What the exercise asks: Starting with the line that contains "Query: calm ocean water" and ending with the final line of the data below, print those lines exactly and nothing else.

Material to process:
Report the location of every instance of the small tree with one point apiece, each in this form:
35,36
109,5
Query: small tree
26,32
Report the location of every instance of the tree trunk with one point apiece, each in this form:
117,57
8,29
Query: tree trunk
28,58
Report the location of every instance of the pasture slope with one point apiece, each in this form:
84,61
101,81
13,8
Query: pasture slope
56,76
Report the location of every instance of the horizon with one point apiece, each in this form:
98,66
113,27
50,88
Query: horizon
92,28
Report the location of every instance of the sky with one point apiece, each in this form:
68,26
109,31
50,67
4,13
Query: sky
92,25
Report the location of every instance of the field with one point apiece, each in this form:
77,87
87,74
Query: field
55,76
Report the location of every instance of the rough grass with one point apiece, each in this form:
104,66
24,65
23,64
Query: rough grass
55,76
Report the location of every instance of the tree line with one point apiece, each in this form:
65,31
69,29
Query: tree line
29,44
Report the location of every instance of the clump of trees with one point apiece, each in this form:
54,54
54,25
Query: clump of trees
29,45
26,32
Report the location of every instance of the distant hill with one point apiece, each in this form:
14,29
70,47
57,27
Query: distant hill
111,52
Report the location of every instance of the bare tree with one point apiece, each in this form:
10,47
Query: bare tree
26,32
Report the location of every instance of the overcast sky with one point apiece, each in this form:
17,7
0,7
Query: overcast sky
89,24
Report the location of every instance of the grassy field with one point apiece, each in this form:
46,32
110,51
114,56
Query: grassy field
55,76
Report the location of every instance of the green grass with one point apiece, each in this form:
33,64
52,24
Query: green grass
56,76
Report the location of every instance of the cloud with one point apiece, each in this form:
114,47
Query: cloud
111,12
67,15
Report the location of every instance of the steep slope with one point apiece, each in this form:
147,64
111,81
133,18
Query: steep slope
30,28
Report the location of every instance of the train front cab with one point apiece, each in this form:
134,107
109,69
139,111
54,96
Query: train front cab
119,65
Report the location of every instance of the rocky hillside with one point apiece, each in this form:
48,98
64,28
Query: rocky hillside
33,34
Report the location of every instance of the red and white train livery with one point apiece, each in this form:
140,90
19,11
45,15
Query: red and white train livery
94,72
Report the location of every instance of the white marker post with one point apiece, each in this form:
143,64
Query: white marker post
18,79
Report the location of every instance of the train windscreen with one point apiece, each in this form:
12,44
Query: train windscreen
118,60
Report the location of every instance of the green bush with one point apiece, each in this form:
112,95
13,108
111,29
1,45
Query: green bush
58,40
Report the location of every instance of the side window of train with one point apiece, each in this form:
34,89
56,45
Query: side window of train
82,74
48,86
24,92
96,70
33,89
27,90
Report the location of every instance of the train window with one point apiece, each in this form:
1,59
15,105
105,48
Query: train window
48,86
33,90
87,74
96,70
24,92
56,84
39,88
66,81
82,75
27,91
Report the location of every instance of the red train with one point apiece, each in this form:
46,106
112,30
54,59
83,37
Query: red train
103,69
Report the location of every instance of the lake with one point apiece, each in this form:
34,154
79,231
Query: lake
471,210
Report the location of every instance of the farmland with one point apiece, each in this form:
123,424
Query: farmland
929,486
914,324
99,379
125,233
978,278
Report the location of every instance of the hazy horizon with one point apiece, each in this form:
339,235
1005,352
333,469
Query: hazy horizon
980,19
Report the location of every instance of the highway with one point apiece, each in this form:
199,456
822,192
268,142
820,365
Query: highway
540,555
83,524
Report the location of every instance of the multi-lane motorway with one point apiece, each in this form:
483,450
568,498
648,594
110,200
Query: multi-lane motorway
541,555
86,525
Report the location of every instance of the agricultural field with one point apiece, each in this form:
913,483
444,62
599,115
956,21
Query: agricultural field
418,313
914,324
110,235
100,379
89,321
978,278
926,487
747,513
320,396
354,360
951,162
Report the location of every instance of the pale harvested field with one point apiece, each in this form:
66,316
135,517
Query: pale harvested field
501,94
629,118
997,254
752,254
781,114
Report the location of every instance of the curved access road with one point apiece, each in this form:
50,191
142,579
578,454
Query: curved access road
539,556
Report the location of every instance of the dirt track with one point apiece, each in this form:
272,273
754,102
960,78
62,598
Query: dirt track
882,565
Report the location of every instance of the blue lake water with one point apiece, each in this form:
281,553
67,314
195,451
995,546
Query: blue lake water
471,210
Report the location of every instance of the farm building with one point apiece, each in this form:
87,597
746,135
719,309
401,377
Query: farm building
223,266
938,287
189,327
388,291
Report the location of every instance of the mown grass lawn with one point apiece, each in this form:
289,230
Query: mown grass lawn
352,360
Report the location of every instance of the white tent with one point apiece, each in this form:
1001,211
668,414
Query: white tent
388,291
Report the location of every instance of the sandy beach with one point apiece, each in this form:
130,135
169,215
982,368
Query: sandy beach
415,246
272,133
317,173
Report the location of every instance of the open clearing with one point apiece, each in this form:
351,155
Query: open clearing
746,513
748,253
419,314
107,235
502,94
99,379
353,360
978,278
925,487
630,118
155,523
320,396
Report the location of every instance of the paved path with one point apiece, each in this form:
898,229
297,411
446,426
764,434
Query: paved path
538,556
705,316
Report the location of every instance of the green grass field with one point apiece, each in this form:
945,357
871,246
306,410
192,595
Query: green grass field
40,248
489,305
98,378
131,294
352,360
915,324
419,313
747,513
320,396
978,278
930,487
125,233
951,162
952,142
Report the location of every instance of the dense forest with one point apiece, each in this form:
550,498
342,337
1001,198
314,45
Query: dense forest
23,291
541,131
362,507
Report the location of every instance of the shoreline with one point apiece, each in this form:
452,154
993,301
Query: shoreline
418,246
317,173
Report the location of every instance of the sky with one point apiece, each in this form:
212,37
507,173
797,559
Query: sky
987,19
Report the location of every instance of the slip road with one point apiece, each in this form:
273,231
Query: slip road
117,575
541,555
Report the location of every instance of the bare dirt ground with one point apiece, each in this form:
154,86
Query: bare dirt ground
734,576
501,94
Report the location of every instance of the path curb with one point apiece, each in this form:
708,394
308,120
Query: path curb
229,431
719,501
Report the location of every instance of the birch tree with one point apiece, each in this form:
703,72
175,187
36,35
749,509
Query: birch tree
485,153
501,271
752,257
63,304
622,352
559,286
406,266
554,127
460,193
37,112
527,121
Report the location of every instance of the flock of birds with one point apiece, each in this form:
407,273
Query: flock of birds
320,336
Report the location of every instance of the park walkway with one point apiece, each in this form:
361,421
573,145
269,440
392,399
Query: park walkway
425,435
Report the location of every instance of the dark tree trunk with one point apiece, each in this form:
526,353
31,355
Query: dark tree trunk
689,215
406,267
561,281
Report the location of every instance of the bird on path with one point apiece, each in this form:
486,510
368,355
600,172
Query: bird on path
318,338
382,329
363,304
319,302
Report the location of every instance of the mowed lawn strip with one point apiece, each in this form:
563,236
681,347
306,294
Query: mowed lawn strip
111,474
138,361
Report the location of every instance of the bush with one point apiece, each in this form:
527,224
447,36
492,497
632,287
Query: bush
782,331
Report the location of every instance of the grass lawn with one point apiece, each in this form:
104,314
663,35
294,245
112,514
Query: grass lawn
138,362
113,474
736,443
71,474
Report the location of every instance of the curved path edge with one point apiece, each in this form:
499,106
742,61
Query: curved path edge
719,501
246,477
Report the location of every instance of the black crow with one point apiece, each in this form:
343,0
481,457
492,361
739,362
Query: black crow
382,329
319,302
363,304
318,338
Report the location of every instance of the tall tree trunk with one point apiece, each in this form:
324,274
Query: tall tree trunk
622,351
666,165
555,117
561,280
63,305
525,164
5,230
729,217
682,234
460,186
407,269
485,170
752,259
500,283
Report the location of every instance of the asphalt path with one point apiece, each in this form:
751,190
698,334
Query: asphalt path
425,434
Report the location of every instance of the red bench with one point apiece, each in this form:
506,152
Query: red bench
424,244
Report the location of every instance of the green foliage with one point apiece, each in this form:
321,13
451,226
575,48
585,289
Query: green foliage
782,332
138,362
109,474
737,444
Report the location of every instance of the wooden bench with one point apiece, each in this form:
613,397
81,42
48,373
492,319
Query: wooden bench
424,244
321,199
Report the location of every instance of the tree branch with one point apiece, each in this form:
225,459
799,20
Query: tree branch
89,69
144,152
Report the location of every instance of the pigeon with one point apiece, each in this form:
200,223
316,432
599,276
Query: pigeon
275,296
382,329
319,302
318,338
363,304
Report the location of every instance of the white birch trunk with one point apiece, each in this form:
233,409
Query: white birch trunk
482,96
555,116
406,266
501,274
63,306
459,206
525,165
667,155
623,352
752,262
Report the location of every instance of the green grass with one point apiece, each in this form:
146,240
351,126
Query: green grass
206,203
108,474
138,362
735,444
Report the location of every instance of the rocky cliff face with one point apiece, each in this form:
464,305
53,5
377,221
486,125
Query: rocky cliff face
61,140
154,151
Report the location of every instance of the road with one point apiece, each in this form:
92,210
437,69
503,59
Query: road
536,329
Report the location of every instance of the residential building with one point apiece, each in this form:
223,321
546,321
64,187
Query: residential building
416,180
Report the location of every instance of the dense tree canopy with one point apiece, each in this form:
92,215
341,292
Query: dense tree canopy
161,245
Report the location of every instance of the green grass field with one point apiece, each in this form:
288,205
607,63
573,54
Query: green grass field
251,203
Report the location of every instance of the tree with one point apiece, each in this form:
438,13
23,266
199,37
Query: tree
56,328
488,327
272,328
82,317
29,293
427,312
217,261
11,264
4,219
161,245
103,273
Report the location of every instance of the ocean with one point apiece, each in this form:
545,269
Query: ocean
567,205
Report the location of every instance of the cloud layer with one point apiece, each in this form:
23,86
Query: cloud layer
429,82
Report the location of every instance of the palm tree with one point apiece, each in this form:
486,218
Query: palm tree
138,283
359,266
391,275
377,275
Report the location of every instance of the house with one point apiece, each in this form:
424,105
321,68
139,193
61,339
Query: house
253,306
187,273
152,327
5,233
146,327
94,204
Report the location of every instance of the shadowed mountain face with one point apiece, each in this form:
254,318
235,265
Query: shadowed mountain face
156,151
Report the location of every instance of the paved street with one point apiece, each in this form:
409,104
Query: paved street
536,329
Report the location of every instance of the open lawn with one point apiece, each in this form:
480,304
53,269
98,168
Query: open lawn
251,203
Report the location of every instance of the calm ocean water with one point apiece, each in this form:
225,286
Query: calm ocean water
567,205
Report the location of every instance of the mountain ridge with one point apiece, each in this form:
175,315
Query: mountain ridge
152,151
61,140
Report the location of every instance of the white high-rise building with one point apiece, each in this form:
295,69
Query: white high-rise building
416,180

Written response:
Query: calm ocean water
567,205
Report the location of every instance of the mountain ridge with one point apiece, each in this form:
175,315
Query: mountain ridge
152,151
61,140
Report the location of every instance of the white high-rise building with one point apiece, each in this form:
295,69
Query: white high-rise building
416,180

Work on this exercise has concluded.